— Consignes —
- 1) Citez le passage du récit sur le Beaujolais nouveau qui commence par « Bien sûr la » et se poursuit jusqu'à « il se doit. ».
- 2) Dans le récit sur le Beaujolais nouveau, combien de verres chaque compétiteur doit-il boire d'affilée ?

— Extrait du texte —
((

Le Maire a pris un arrêté municipal pour une dérogation exceptionnelle s’agissant de la distribution de tracts, la pose ou le placardage d’affiches réalisées par les associations locales de dégustations. Et surtout pour l’organisation de la compétition permettant de boire "officiellement" le jour de l’ouverture du Beaujolais nouveau.

Bien sûr la maréchaussée s'associe pour ne pas être en reste et surtout suivre l'équité des opérations sur le terrain ; une équipe de deux compétiteurs s'est inscrite, comme il se doit.

Chaque compétiteur vient avec un parrain qui s’assure de ramener son filleul à la maison. On est très sérieux dans la commune de "Toujours-Bourré".

[10 : 30, nous voilà déjà tous accoudés au bar]

Je me dis que l’expression "pilier de bar" vient sans doute de cette façon de se tenir au comptoir. Chaque "athlète-buveur", et je pèse mes mots, porte une chasuble avec un dossard dans le dos. Et moi, j'arbore le numéro 1, celui des "vineurs" [1]. La tenue est très simple : salopette, jean, ou survêtement et débardeur.

Par contre, une ceinture de force s'impose, équipée d’un anneau avec mousqueton pour s’attacher à la rampe du zinc. Très utile, afin de limiter les chutes, les bousculades et surtout passer le cap des 10 verres à déguster.

Il y a du reste un pourcentage très faible de morts ! Ca vous fait rire ? Pas moi ! Vin Dieu !

Et de tout' façon, les pompiers surveillent depuis l’extérieur du café. Ils n'entrent pas à cause des effluves.

Juste avant l’épreuve et pour éviter des coups de fatigue prématurés, Lucette sert des cochonnailles, histoire de préparer les palais.

[Dès 11 : 00, la compétition commence]

L’objectif est simple : boire dix ballons d’affilée. Le classement final ne s’effectue que sur le dixième verre, le seul qui compte car à tout moment, on peut être éliminé. À chaque étape, il faut indiquer la qualité du vin sur un papier ou bien répondre "clairement" (en articulant) à une question, ou bien encore renseigner (sans trembler) un document, une photographie relative aux coteaux de vignobles. Le Gamais s'avère très répandu dans bien des régions entre Dijon et Macon, puis plus au sud vers Lyon.

Tout cela nécessite des connaissances techniques et un entrainement sévère fait de dégustations pour affiner tous les sens.

))

Données recueillies

((

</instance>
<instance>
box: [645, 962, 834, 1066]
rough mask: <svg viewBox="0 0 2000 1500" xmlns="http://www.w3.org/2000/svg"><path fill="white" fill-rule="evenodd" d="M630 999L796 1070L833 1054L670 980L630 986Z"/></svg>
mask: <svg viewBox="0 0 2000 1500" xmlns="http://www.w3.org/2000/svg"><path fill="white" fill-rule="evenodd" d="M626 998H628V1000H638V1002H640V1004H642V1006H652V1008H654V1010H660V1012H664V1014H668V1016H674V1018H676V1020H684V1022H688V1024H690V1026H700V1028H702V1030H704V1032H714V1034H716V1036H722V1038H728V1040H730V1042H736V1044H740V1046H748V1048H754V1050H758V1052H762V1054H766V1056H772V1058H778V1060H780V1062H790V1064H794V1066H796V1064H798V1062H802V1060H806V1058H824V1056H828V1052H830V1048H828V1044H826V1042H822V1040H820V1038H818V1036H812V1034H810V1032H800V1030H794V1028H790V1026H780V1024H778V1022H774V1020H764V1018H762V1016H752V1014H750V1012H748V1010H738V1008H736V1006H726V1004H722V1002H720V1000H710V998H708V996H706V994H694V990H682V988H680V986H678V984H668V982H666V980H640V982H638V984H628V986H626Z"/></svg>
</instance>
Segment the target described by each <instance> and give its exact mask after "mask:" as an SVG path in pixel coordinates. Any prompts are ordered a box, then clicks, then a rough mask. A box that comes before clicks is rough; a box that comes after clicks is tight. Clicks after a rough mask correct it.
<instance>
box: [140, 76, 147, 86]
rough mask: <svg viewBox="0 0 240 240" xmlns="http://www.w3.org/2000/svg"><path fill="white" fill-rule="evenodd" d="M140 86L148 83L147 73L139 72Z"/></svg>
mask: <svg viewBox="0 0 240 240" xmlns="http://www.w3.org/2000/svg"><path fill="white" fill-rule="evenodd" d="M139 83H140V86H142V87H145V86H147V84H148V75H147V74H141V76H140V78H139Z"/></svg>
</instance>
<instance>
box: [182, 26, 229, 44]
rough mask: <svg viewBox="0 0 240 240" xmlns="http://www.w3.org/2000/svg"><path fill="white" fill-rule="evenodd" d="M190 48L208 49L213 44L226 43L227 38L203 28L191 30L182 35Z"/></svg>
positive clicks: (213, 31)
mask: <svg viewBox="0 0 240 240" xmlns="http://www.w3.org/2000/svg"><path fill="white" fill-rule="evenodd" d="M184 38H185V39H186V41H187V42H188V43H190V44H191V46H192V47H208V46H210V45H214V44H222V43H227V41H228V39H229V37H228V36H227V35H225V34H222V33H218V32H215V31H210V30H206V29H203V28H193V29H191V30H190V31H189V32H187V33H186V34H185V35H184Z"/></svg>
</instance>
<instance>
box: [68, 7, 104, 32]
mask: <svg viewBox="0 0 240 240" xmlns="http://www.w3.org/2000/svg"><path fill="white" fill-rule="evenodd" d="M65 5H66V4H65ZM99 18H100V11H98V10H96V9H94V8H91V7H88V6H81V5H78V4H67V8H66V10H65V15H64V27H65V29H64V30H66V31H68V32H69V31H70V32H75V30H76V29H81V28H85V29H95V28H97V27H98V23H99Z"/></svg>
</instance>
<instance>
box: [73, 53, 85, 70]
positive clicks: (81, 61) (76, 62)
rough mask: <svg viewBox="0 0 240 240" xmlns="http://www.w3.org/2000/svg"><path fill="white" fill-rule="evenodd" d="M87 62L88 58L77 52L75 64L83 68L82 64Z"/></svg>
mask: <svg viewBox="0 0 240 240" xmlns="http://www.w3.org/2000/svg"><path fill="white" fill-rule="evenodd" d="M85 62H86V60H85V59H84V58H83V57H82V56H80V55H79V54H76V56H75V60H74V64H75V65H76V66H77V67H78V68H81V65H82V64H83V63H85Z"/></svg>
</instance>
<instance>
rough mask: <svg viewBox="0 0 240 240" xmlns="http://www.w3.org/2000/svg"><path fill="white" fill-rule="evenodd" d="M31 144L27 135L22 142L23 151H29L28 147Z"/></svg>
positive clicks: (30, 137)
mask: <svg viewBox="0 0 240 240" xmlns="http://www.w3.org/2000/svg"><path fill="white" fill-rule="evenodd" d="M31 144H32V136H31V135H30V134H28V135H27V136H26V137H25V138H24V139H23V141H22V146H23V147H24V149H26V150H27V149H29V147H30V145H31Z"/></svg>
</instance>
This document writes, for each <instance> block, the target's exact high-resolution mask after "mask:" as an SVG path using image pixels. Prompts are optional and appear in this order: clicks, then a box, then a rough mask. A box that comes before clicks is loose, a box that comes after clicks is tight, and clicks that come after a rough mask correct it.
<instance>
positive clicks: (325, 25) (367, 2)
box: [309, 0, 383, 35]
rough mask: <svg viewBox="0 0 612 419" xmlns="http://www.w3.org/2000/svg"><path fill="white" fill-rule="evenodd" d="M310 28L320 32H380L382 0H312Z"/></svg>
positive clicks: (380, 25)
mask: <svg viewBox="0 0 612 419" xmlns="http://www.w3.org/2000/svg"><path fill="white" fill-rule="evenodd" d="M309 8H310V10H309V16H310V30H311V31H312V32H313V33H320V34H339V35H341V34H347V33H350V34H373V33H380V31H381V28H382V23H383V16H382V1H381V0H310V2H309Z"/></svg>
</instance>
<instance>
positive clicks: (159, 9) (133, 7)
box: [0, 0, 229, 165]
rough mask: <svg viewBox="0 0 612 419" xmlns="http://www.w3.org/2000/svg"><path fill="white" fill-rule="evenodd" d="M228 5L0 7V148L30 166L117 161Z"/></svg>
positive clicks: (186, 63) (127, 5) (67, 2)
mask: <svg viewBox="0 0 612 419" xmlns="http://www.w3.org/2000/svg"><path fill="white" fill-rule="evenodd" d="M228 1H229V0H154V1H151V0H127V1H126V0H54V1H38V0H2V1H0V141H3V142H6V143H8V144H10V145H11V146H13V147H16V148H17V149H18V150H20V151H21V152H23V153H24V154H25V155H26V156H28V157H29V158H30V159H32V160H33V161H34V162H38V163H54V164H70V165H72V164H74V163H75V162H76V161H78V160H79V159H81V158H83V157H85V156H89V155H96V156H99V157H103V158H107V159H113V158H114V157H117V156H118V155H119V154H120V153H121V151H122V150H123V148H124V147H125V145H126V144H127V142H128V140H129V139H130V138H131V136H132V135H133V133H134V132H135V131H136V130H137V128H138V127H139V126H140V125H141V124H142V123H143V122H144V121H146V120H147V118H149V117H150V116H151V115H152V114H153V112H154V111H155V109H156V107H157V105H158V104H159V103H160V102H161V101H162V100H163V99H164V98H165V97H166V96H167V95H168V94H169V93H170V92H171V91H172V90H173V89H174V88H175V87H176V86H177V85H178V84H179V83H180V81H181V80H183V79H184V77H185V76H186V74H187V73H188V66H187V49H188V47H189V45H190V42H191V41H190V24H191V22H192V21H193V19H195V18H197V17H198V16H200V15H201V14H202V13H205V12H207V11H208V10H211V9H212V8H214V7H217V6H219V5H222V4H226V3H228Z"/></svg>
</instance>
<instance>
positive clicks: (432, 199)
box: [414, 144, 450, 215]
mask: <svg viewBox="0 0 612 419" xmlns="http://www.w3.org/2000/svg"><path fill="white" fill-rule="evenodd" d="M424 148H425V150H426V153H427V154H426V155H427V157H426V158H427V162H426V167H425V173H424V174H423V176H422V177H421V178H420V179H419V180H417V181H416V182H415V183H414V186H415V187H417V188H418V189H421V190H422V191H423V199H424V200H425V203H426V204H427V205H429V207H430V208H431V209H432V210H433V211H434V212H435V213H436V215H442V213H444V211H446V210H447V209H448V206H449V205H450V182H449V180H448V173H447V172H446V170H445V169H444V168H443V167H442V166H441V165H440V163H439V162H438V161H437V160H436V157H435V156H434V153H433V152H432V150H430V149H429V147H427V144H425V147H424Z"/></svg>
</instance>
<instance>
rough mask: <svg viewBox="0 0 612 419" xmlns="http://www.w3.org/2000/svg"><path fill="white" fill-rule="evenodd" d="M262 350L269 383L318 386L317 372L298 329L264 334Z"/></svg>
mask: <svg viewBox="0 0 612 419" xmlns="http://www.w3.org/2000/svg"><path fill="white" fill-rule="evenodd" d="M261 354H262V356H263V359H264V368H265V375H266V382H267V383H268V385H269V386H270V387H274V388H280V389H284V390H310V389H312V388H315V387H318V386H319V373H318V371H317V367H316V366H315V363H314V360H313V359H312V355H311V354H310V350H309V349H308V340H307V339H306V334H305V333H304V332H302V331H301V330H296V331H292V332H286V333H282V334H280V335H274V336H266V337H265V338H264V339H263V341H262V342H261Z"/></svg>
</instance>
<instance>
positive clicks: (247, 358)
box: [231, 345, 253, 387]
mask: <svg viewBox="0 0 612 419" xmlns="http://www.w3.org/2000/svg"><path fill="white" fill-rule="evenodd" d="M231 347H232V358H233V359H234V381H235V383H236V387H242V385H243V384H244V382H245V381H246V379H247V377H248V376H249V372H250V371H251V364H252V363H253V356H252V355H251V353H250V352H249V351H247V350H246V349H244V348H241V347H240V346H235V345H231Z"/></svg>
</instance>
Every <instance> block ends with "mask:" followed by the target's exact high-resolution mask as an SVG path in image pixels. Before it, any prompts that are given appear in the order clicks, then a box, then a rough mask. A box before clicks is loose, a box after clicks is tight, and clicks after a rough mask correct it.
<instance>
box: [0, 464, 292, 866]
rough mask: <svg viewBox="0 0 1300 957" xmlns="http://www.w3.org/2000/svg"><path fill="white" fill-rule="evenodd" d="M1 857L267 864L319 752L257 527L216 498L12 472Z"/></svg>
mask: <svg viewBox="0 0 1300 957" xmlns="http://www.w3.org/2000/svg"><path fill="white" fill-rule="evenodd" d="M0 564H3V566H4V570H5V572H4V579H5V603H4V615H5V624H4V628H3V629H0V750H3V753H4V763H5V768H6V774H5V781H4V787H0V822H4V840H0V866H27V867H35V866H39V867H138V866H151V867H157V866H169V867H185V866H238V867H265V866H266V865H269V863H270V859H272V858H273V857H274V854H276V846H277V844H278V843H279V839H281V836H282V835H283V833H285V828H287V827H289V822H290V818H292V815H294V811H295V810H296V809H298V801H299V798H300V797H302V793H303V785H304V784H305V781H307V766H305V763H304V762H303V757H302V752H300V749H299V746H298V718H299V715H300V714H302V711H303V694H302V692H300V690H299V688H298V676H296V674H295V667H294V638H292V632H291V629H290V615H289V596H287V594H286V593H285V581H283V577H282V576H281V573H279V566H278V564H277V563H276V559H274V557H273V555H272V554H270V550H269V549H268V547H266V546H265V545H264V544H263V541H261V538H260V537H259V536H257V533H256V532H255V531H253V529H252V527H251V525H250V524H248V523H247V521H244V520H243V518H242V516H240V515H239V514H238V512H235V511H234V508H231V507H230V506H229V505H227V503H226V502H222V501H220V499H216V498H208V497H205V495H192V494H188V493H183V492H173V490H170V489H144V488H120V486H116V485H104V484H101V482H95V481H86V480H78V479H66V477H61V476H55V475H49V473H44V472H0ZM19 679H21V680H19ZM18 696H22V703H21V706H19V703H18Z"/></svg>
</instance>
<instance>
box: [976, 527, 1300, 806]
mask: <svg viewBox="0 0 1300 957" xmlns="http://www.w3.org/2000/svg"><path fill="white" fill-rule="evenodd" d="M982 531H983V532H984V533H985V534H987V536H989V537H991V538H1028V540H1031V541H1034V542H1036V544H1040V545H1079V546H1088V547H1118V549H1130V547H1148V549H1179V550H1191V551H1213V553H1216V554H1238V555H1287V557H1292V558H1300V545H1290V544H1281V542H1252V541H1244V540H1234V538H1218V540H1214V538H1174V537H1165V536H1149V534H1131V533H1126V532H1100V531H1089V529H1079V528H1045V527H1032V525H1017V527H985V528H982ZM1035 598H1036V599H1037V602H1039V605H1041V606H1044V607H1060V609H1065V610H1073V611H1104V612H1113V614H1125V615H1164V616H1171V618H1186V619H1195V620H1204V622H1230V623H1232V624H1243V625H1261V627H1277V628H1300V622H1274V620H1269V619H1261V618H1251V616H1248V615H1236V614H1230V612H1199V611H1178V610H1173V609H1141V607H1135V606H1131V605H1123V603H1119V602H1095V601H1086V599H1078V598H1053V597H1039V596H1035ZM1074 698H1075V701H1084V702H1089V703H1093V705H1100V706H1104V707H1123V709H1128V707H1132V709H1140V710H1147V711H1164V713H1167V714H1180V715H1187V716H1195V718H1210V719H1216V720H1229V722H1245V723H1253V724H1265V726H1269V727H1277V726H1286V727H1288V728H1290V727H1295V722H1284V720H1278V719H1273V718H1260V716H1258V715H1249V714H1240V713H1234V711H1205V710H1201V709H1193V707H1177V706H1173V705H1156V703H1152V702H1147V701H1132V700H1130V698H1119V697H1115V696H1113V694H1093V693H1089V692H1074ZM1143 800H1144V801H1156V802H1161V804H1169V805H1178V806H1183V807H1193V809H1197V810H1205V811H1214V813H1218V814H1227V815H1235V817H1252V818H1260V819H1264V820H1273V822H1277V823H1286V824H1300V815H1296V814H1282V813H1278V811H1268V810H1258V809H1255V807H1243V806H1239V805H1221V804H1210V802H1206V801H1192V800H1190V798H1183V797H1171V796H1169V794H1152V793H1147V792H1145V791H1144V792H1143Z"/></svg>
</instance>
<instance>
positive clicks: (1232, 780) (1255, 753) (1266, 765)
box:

))

— Corrigés —
- 1)
Bien sûr la maréchaussée s'associe pour ne pas être en reste et surtout suivre l'équité des opérations sur le terrain ; une équipe de deux compétiteurs s'est inscrite, comme il se doit.

- 2) Chaque compétiteur doit boire dix ballons d'affilée.